_WORK REQUIRED_
Gather every line below that contains the word "parked", and copy each one in full.

_DATA LINES_
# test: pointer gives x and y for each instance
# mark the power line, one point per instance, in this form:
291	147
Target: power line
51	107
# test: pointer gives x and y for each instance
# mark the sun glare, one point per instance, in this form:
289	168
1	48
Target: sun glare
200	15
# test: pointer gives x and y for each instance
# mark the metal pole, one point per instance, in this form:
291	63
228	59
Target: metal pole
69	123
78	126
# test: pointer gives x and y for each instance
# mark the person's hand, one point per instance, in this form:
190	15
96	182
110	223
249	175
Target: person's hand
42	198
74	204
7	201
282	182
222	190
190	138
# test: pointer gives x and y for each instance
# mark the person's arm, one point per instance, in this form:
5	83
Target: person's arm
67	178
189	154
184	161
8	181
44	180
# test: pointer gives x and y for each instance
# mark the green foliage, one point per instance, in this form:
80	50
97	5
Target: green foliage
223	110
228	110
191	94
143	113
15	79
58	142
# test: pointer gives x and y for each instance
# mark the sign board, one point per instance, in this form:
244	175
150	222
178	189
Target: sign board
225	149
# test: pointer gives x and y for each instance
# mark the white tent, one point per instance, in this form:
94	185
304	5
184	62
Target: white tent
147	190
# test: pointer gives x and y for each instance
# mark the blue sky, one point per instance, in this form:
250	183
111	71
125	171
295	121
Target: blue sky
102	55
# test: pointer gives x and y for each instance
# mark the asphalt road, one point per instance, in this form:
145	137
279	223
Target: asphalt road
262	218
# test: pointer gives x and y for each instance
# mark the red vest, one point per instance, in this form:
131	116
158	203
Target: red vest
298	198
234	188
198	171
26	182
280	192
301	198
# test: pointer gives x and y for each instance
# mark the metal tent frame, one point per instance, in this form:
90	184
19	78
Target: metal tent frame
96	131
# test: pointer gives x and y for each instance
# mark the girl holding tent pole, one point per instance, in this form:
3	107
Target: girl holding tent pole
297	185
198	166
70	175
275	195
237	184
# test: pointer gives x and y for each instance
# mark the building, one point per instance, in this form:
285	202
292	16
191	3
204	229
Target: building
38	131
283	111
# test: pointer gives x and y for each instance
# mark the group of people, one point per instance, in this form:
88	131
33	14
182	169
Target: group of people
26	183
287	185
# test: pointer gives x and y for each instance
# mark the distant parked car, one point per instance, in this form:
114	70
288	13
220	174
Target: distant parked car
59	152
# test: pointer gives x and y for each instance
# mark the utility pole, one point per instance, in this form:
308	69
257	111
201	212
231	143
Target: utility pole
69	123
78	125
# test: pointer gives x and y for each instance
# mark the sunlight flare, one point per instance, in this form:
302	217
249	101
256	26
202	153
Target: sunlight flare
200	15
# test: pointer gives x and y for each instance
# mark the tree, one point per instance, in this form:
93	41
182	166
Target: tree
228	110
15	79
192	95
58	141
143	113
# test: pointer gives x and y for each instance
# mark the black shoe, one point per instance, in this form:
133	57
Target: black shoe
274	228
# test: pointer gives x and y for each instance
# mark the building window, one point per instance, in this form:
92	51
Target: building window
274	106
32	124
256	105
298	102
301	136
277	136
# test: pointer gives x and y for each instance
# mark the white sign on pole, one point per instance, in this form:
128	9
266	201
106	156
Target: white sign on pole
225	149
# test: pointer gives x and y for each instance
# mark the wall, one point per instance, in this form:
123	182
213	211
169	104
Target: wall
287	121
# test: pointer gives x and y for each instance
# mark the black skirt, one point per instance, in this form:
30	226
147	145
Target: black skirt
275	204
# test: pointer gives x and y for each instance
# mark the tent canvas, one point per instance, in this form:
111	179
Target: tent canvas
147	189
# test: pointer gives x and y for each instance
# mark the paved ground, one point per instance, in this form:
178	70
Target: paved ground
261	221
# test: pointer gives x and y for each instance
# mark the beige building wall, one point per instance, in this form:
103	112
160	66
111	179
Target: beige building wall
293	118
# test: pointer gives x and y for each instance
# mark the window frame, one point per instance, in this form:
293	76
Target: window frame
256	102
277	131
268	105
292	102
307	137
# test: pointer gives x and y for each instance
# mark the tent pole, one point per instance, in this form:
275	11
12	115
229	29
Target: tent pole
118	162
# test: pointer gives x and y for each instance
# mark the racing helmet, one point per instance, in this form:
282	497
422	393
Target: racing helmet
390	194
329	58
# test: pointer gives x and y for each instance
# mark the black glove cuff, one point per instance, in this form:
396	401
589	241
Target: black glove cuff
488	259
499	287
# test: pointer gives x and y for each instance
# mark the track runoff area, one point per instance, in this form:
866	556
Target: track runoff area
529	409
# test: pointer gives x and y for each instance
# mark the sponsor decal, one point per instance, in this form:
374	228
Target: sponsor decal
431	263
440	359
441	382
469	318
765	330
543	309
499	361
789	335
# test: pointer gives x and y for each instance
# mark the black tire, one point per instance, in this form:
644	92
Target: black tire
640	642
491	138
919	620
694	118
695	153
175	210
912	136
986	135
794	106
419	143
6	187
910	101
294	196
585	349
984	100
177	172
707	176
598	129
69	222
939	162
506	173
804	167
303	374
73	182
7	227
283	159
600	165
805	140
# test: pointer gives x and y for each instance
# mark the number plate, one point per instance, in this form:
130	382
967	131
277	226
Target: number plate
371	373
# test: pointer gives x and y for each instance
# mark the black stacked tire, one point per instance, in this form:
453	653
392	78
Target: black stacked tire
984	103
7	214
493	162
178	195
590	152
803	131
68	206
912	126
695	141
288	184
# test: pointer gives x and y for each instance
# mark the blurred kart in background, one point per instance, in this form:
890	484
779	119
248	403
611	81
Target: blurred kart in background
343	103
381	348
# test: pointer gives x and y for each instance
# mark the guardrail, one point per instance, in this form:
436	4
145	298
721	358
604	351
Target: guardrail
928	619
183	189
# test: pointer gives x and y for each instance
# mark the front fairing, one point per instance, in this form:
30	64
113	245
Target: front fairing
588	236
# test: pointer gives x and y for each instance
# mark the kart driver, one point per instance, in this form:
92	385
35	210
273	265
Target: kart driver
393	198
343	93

_CORRECT RESULT_
# mark the distant parked car, one point per instance, in this form:
Target: distant parked car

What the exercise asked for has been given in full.